- **YOUR ASSIGNMENT**
Your reply should reproduce each record precisely as written.

- **EXERCISE INPUTS**
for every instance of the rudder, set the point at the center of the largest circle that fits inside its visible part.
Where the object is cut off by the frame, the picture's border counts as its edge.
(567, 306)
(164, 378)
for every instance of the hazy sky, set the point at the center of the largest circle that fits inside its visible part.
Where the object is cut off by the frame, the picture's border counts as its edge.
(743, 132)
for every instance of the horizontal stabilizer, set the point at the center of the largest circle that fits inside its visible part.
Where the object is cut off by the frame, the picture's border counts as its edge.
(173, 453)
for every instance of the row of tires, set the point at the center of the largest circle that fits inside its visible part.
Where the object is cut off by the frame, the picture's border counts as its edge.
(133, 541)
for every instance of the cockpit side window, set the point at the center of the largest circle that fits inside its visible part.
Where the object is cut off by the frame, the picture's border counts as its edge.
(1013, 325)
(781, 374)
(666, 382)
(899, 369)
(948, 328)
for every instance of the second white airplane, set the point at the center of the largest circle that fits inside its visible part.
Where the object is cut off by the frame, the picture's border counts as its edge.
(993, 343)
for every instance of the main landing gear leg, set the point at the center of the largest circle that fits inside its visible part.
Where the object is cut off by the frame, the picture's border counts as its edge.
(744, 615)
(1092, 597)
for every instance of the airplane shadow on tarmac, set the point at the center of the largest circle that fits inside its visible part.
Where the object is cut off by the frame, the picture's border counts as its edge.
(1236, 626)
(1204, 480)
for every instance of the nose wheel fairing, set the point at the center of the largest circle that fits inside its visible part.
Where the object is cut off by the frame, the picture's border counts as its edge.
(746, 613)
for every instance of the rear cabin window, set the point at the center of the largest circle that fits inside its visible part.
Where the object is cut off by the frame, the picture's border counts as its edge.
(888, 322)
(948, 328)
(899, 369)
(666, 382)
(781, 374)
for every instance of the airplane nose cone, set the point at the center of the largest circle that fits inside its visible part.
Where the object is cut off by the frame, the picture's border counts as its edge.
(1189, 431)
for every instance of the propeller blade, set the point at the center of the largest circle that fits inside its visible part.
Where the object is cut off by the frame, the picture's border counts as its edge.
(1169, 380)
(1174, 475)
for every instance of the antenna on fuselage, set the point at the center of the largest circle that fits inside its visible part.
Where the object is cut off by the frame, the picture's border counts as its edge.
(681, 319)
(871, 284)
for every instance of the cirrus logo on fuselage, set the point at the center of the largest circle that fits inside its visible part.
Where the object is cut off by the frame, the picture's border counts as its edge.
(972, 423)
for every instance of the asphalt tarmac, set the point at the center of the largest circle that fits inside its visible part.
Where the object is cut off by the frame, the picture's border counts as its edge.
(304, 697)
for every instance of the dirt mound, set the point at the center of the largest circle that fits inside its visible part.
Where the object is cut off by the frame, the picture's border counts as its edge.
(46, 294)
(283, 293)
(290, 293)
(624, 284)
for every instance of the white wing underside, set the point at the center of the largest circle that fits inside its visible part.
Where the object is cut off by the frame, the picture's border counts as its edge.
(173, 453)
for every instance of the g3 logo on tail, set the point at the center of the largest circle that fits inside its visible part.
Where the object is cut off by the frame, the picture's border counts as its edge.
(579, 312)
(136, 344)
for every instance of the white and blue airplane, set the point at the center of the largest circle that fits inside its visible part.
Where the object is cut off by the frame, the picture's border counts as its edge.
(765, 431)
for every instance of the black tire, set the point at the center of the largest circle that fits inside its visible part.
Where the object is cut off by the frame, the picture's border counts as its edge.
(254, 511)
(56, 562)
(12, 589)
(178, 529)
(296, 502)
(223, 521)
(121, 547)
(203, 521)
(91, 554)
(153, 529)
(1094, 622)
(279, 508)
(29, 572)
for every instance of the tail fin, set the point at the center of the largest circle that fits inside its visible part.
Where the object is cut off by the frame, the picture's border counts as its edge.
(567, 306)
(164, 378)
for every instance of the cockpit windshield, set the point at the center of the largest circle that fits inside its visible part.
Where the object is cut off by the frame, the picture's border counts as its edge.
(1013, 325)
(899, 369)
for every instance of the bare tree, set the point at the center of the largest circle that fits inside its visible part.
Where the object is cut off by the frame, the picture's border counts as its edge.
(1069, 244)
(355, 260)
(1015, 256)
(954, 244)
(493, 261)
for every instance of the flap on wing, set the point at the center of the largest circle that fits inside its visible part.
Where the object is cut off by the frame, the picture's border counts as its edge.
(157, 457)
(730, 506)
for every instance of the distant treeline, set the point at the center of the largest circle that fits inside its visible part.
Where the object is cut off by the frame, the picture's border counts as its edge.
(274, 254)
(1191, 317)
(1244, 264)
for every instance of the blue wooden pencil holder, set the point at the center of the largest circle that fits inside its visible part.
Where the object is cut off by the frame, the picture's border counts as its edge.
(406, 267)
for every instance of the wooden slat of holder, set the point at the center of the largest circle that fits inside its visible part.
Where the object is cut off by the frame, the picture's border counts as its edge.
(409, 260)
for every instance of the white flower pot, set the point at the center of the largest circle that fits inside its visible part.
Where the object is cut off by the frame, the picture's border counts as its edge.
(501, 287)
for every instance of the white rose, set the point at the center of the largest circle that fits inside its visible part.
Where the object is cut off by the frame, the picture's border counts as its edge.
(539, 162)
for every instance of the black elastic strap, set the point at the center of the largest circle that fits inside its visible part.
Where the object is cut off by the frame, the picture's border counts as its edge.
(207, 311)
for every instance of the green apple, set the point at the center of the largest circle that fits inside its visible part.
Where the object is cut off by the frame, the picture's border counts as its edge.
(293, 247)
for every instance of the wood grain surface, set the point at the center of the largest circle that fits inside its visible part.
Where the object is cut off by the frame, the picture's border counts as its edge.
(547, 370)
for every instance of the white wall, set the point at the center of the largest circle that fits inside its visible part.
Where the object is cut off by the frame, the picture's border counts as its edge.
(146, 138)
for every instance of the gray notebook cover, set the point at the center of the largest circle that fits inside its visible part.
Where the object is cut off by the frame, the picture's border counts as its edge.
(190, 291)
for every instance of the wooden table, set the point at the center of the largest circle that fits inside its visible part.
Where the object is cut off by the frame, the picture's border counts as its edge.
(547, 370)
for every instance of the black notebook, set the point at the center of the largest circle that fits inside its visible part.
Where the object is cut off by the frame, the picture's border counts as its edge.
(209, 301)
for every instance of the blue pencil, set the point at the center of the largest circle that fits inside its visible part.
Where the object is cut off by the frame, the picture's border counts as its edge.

- **RESULT OF THE EXERCISE**
for every instance of the rudder, set the point at the center of the largest circle that fits inside its visible part.
Where the object is cut off by the frame, the picture's border counts as its edge.
(567, 306)
(164, 378)
for every instance of the hazy sky, set the point at the center of the largest circle that fits inside its visible part.
Where the object is cut off by the frame, the picture's border counts as its edge.
(743, 132)
for every instance of the horizontal stabilizer, set the point at the center of the largest circle that fits inside its visible part.
Where the object is cut off by the frame, the picture's border counts as its edge.
(173, 453)
for every instance of the row of tires, set the point at the center of the largest circle that fits inside its visible part.
Where the object is cut off by the frame, the picture's border counts as its edge.
(133, 541)
for every instance of the cockpit side window, set the point at the center of the largest circle that fits inside its visible part.
Where the object is cut off by the frame, the picture's border counts as its edge.
(1013, 325)
(781, 374)
(666, 382)
(899, 369)
(948, 328)
for every instance of the second white airplane, set the point at the center of the largest circle that fits inside its visible part.
Where the object is cut off by the frame, the picture's border counts as its edge.
(993, 343)
for every instance of the main landing gear leg, set the point at the center of the largest circle that fits inside its visible part.
Where the object is cut off by the frame, the picture's border counts as its edge.
(744, 615)
(1092, 597)
for every instance of the airplane shadow on tarmac, set the point at the center of the largest circle that fits inside its visible part.
Where the object is cut off by the frame, the picture's border counts as its edge.
(1236, 626)
(1204, 480)
for every instance of the nose wheel fairing, set the point at the center of the largest circle that fits inside its visible part.
Where the object is cut off by the frame, the picture's border counts as its edge.
(746, 613)
for every instance of the rear cabin window, set the point at the center of the largest circle that fits inside its visible part.
Where the object is cut off by the frame, the picture's border counts as its edge.
(888, 322)
(948, 328)
(899, 369)
(666, 382)
(781, 374)
for every instance of the airplane nose cone, set the point at the center of the largest circle that fits inside its visible part.
Where the object is cut off by the frame, the picture's border counts as its edge.
(1189, 431)
for every instance of the propeller blade, set the point at the center of the largest circle that fits inside its visible part.
Where the object is cut off by the frame, the picture's border counts as its edge.
(1169, 380)
(1174, 475)
for every instance of the antenna on fuselage, set the point at the center of the largest circle that fits inside its visible part.
Where the object is cut off by the frame, the picture's border counts as its edge.
(681, 319)
(871, 284)
for every instance of the cirrus logo on fuselage, set the point at the center of the largest circle that fits inside its visible part.
Where the object is cut off by the frame, the picture's border counts as its edge.
(972, 423)
for every instance of the asphalt tarmac, set the point at the center of the largest circle that fits inside its visible part.
Where the object is cut off by the frame, the picture's border counts as its edge.
(304, 697)
for every instance of the dirt mound, set the point at the center of the largest circle that fits inside its visible part.
Where the object is cut off by the frame, the picture's border counts as its edge.
(46, 294)
(283, 293)
(290, 293)
(624, 284)
for every instance of the white wing underside, set the point at the center of the largest circle that fits inside its visible part.
Where the object is cut off by the frame, the picture's border counts as its edge.
(173, 453)
for every instance of the g3 logo on tail, set the point at the center of the largest circle that fits inside its visible part.
Where the object is cut off by the frame, the picture's border counts as its edge.
(579, 312)
(136, 344)
for every instance of the white and blue airplane, set the point at the center of the largest circle that fits inside its visible part.
Where the object is cut off by the frame, the picture's border counts as its edge.
(765, 431)
for every instance of the black tire, set the point at the center of the largest circle that fits inside its visible part.
Where the object is cut off by the frame, the picture's border counts as its edge.
(254, 511)
(56, 562)
(12, 589)
(178, 529)
(296, 502)
(223, 521)
(121, 547)
(203, 521)
(91, 554)
(153, 529)
(1094, 622)
(279, 508)
(29, 572)
for every instance of the tail fin, set the point at the center of the largest circle that fits inside its visible part.
Where the object is cut off by the frame, the picture's border counts as its edge.
(567, 306)
(164, 378)
for every instance of the cockpit windshield, set the point at the center of the largest circle that fits inside its visible part.
Where the object is cut off by the frame, the picture's border counts as its edge.
(1013, 325)
(899, 369)
for every instance of the bare tree, set the point at the center of the largest circle that fits inside its visible part.
Where the object is cut off by the frame, the picture's border counts as its edge.
(1069, 244)
(355, 260)
(1015, 256)
(954, 244)
(493, 261)
for every instance of the flap on wing, set the point at the center of the largest circle that fits inside its visible part.
Where the object is cut off by the frame, the picture's border counts as its edge.
(157, 457)
(730, 506)
for every instance of the distant treeline, set the point at the center of the largest circle that fits inside its visible part.
Where the object is cut off by the frame, the picture's border counts as its edge.
(274, 254)
(1191, 317)
(1244, 264)
for every instance of the blue wooden pencil holder, set the point at the center of the largest circle that fits inside its visible part.
Where the object is cut off by the frame, the picture's border counts as its edge.
(406, 267)
for every instance of the wooden slat of holder, set the point at the center of the largest circle that fits inside its visible part.
Where the object is cut off by the frame, the picture's border counts as its edge.
(409, 260)
for every instance of the white flower pot, set the point at the center of the largest circle that fits inside its visible part.
Where the object is cut off by the frame, the picture's border counts as its edge.
(501, 287)
for every instance of the white rose, set the point at the center of the largest circle that fits inside its visible part.
Where the object is cut off by the frame, the picture's border counts as its edge.
(539, 162)
for every instance of the black elastic strap, set the point at the center of the largest circle that fits inside its visible part.
Where the object is cut off by the frame, the picture's border counts as its edge.
(207, 311)
for every instance of the green apple, set the point at the center of the largest circle that fits inside its visible part.
Where the object is cut off by the frame, the picture's border counts as its edge.
(293, 247)
for every instance of the wood grain surface, set the point at the center of the largest circle that fits inside its visible part.
Where the object is cut off by the frame, the picture's border counts as its edge.
(547, 370)
for every instance of the white wall, set the point at the center of the largest circle that fits inside its visible part.
Where the object is cut off by the frame, the picture's border counts as its edge.
(146, 138)
for every instance of the gray notebook cover, set the point at the center of the largest circle that fits inside its visible part.
Where the object is cut off by the frame, the picture's border counts as its edge.
(190, 291)
for every instance of the wooden table, set the point at the center of the largest circle that fits inside its visible part.
Where the object is cut off by the frame, the picture's border counts as its edge.
(547, 370)
for every instance of the black notebook, set the point at the center of the largest circle that fits inside its visible part.
Where the object is cut off by the frame, the picture's border counts as its edge.
(209, 301)
for every instance of the blue pencil, set the point at the center of the largest circle that fits inside its visible part.
Where the object is cut off by the frame, the picture's border counts as its edge.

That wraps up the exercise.